Given request »
Transcribe the stretch of items below, from their start through the line containing "(1224, 190)", with both ends included and the pictures omitted.

........

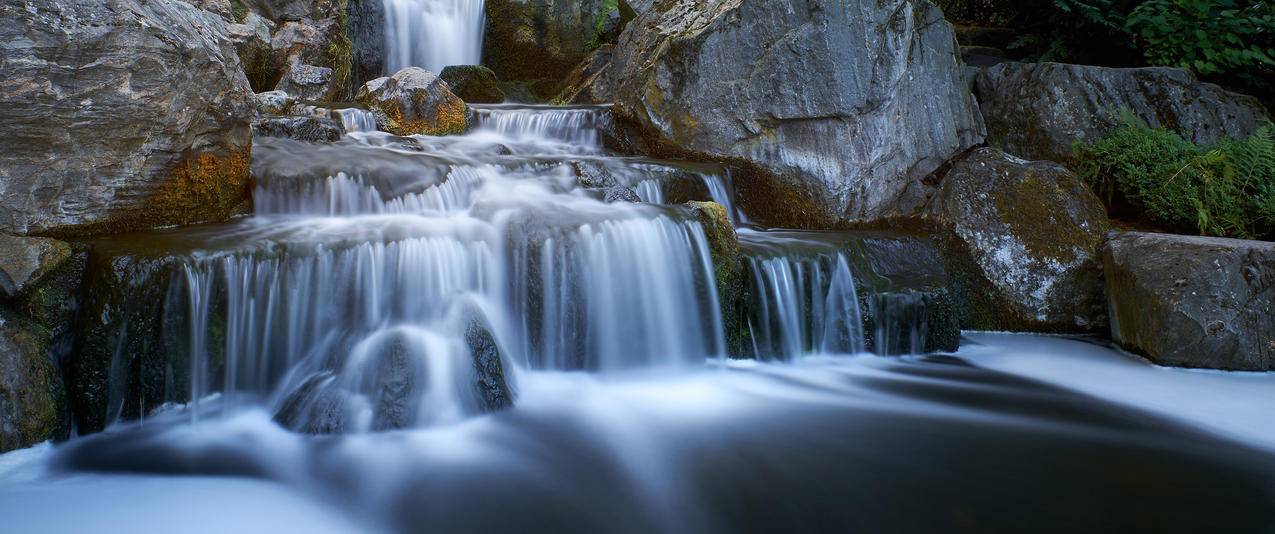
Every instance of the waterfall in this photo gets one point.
(432, 33)
(803, 303)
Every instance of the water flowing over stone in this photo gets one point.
(432, 33)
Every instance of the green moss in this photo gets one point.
(1154, 175)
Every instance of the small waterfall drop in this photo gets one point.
(432, 33)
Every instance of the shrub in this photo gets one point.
(1225, 190)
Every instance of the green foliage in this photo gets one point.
(1206, 36)
(1224, 190)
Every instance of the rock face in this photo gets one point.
(529, 40)
(40, 283)
(119, 115)
(589, 83)
(415, 101)
(1028, 237)
(847, 105)
(1194, 301)
(302, 129)
(473, 83)
(1039, 110)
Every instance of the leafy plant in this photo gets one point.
(1223, 190)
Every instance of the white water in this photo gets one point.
(432, 33)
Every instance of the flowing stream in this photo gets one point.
(515, 330)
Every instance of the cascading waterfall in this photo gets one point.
(432, 33)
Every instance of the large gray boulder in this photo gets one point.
(415, 101)
(119, 115)
(1027, 244)
(843, 105)
(1194, 301)
(1039, 110)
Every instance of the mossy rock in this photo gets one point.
(415, 102)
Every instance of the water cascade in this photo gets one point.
(432, 33)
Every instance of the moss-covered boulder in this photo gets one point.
(727, 268)
(473, 83)
(532, 40)
(1025, 242)
(415, 101)
(1041, 110)
(123, 115)
(1194, 301)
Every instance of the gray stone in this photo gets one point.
(1194, 301)
(415, 101)
(473, 83)
(306, 82)
(1028, 237)
(26, 260)
(119, 115)
(302, 129)
(274, 102)
(531, 40)
(589, 83)
(1039, 110)
(843, 105)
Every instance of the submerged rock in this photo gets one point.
(415, 101)
(1194, 301)
(1027, 242)
(473, 83)
(1039, 110)
(302, 129)
(123, 115)
(842, 106)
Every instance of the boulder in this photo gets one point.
(473, 83)
(120, 115)
(415, 101)
(1039, 110)
(251, 41)
(589, 83)
(1194, 301)
(727, 269)
(842, 105)
(1027, 244)
(529, 40)
(306, 82)
(32, 400)
(302, 129)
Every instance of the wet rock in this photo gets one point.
(473, 83)
(532, 40)
(253, 42)
(1039, 110)
(490, 384)
(306, 82)
(1028, 237)
(842, 106)
(589, 82)
(302, 129)
(365, 27)
(121, 115)
(727, 269)
(274, 102)
(32, 399)
(26, 260)
(415, 101)
(1194, 301)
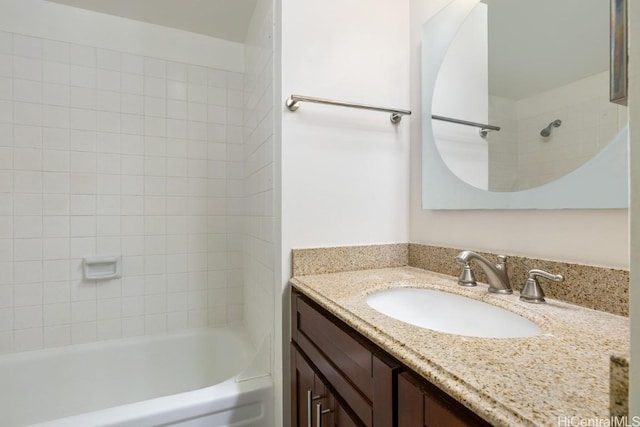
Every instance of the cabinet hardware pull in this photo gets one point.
(310, 398)
(320, 413)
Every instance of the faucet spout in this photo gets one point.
(496, 273)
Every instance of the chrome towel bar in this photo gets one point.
(484, 129)
(293, 102)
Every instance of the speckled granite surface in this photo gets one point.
(518, 381)
(348, 258)
(619, 385)
(599, 288)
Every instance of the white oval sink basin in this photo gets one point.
(450, 313)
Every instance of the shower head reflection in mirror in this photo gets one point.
(546, 132)
(599, 181)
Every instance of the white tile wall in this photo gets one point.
(104, 152)
(520, 158)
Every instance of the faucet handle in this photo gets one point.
(532, 291)
(467, 278)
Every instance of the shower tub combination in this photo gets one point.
(199, 378)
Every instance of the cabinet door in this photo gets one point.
(420, 404)
(303, 392)
(312, 404)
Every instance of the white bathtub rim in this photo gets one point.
(117, 342)
(253, 384)
(170, 409)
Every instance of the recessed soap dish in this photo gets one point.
(102, 267)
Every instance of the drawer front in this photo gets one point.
(350, 357)
(344, 362)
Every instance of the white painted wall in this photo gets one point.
(42, 18)
(462, 92)
(344, 174)
(634, 158)
(598, 237)
(344, 171)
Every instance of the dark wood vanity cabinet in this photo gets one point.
(421, 404)
(340, 379)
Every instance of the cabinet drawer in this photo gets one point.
(345, 363)
(350, 357)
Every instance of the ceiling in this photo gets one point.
(223, 19)
(544, 44)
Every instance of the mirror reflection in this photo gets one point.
(538, 70)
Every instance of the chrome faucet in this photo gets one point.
(496, 273)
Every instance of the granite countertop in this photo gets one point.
(541, 380)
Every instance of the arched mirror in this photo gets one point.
(516, 110)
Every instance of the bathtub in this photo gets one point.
(200, 378)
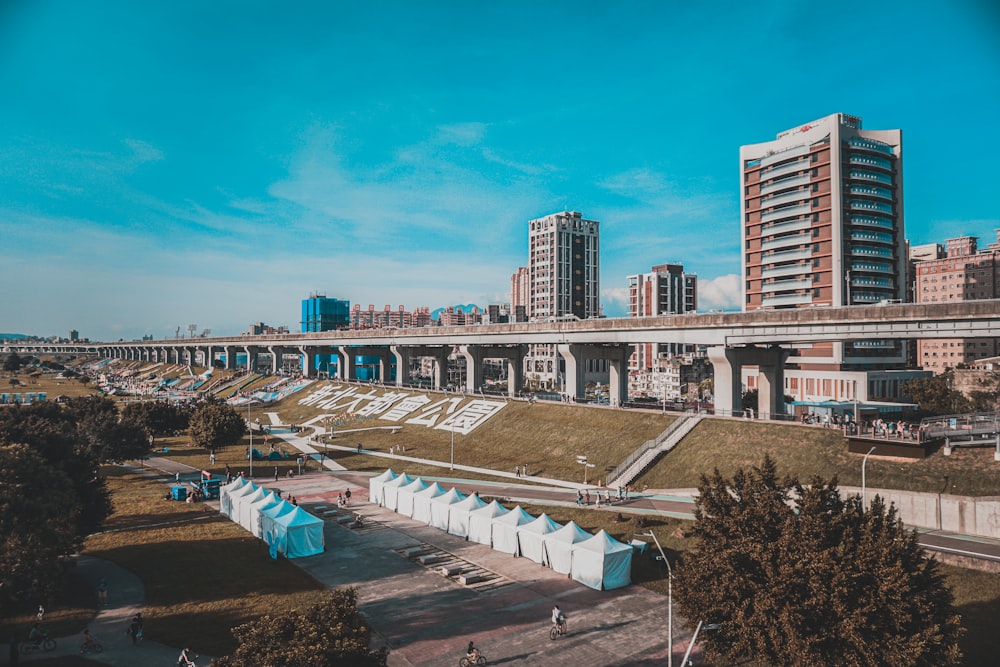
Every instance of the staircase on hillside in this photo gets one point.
(651, 450)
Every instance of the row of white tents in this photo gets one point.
(598, 561)
(287, 529)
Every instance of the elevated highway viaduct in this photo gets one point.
(762, 338)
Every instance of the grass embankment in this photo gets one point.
(202, 573)
(803, 451)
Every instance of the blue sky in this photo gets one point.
(170, 163)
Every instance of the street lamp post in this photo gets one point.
(582, 460)
(250, 451)
(670, 599)
(864, 489)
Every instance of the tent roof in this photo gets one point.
(494, 509)
(471, 503)
(571, 533)
(400, 481)
(542, 524)
(385, 476)
(284, 507)
(298, 517)
(416, 486)
(603, 543)
(449, 497)
(432, 491)
(515, 517)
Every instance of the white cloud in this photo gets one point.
(722, 293)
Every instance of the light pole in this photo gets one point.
(250, 451)
(864, 490)
(670, 599)
(582, 460)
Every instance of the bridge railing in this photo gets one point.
(961, 427)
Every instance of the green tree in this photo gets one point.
(797, 575)
(156, 418)
(214, 425)
(330, 633)
(103, 431)
(52, 433)
(39, 510)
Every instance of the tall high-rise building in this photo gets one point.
(822, 225)
(520, 291)
(563, 282)
(963, 272)
(666, 290)
(320, 313)
(564, 266)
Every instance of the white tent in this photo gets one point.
(404, 497)
(422, 502)
(241, 512)
(269, 500)
(529, 538)
(390, 490)
(559, 546)
(441, 507)
(236, 498)
(481, 522)
(602, 562)
(459, 513)
(299, 534)
(225, 501)
(505, 530)
(375, 485)
(269, 518)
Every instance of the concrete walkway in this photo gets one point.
(126, 597)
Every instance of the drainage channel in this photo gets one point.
(464, 573)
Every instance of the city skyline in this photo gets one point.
(170, 164)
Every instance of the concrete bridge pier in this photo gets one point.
(728, 363)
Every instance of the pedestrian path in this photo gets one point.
(126, 597)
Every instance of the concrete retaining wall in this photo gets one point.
(940, 511)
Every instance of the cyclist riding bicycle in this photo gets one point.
(36, 634)
(558, 618)
(88, 640)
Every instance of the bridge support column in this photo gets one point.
(252, 352)
(473, 366)
(309, 369)
(573, 354)
(402, 355)
(230, 352)
(277, 358)
(728, 363)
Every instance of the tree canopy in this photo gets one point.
(330, 633)
(214, 425)
(797, 575)
(156, 418)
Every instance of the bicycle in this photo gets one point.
(92, 646)
(477, 659)
(46, 643)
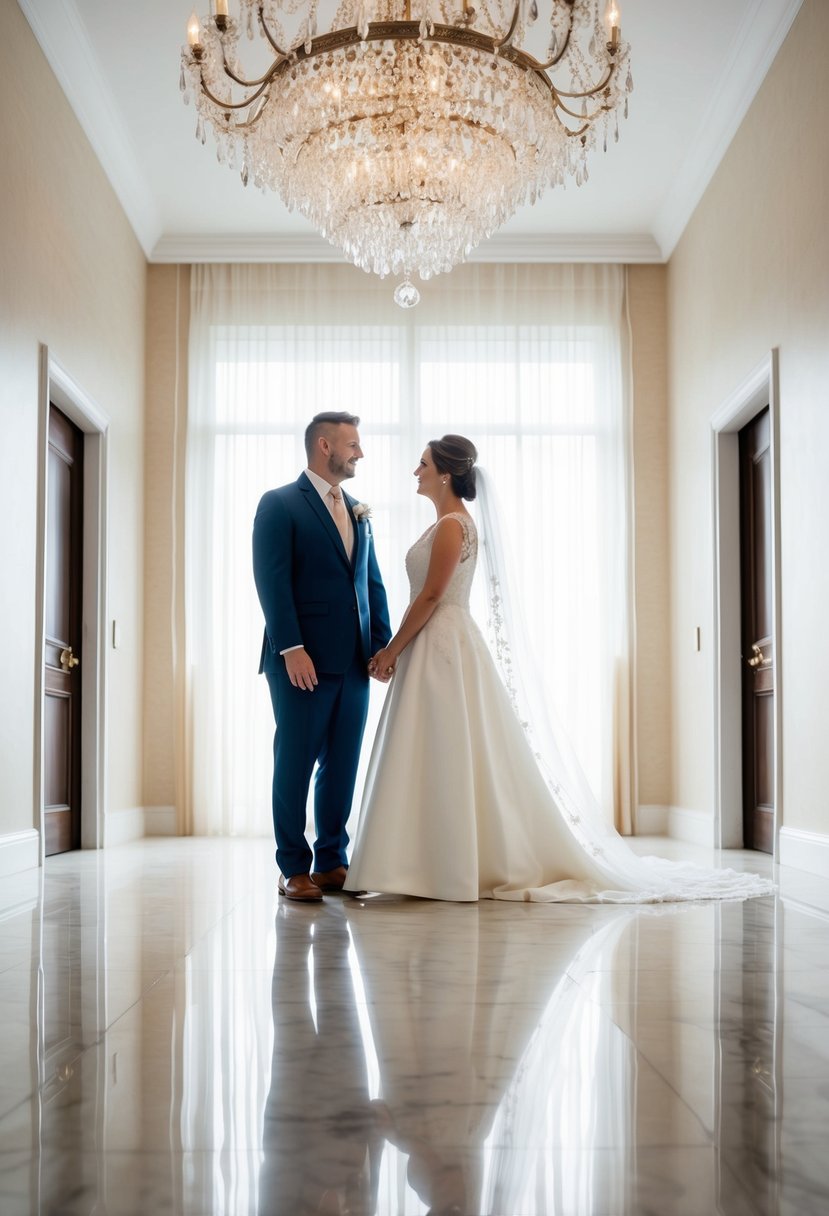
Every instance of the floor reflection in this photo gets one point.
(176, 1041)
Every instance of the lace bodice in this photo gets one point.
(417, 563)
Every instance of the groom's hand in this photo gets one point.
(300, 669)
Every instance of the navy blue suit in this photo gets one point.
(314, 596)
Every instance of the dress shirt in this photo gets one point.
(323, 489)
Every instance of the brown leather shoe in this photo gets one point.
(300, 888)
(331, 879)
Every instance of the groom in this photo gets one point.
(326, 614)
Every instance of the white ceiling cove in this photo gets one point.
(697, 68)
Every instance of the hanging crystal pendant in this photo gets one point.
(406, 294)
(401, 151)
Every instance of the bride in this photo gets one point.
(471, 793)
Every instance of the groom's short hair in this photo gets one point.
(328, 418)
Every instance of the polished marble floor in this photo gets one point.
(173, 1039)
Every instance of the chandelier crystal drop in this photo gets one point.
(407, 135)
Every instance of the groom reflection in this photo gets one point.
(317, 1131)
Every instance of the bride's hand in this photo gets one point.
(382, 665)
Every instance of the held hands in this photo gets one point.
(300, 669)
(383, 665)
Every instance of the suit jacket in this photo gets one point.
(310, 592)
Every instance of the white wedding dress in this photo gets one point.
(456, 805)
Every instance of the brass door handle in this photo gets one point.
(68, 660)
(757, 657)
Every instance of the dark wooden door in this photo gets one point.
(757, 639)
(63, 653)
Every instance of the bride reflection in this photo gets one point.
(498, 1074)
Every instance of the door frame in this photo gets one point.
(58, 387)
(760, 388)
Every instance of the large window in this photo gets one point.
(542, 400)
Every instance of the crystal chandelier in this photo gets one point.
(405, 136)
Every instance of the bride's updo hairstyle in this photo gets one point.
(456, 456)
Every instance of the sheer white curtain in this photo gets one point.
(529, 361)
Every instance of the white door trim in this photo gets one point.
(57, 386)
(760, 388)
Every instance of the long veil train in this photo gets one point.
(630, 878)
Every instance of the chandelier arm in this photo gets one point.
(247, 84)
(598, 88)
(582, 118)
(235, 105)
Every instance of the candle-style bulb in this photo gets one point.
(193, 29)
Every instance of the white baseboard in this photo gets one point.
(652, 821)
(122, 827)
(159, 821)
(805, 850)
(693, 827)
(18, 851)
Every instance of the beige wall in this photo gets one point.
(73, 276)
(647, 300)
(751, 272)
(168, 319)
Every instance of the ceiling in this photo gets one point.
(697, 68)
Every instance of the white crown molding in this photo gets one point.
(63, 40)
(271, 248)
(755, 46)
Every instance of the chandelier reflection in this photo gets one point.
(409, 131)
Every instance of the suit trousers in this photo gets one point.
(322, 727)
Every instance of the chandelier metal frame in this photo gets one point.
(207, 62)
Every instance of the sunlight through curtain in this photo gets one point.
(528, 361)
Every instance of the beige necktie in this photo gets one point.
(340, 518)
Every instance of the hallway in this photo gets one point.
(175, 1040)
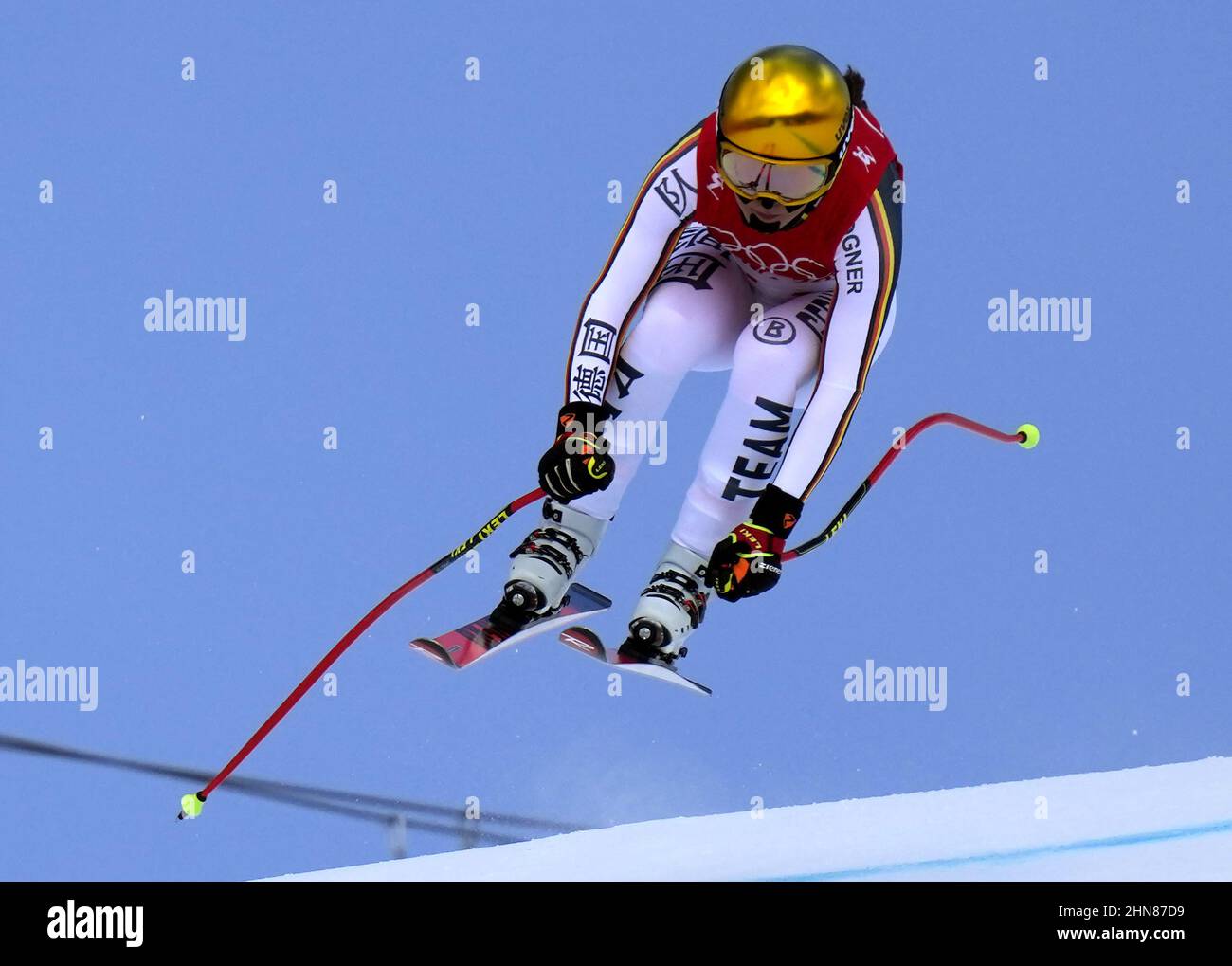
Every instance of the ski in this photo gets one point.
(463, 647)
(586, 641)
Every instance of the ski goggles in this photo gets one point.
(789, 183)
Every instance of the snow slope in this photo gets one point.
(1165, 822)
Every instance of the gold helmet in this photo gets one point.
(784, 122)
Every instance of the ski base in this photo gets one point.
(586, 641)
(467, 645)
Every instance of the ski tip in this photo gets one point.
(191, 805)
(431, 648)
(584, 640)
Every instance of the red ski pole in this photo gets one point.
(191, 804)
(1026, 436)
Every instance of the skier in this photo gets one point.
(768, 242)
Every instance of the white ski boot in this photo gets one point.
(670, 608)
(547, 561)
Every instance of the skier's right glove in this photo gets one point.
(748, 561)
(578, 463)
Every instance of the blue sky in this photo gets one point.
(496, 192)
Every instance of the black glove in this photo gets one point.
(578, 461)
(748, 561)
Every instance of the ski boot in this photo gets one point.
(670, 608)
(546, 562)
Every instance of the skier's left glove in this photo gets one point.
(748, 561)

........

Response to this task »
Every instance of the waterfall in this photo gets one point.
(432, 33)
(803, 303)
Every instance of the water flowing over stone in this photo gets one point.
(432, 33)
Every instance of the green moss in this photo gets one point.
(1154, 175)
Every instance of the small waterfall drop in this photo gets one point.
(432, 33)
Every instance of the shrub in this photo gets one point.
(1225, 190)
Every instance of the green foliage in this photo gets one point.
(1206, 36)
(1224, 190)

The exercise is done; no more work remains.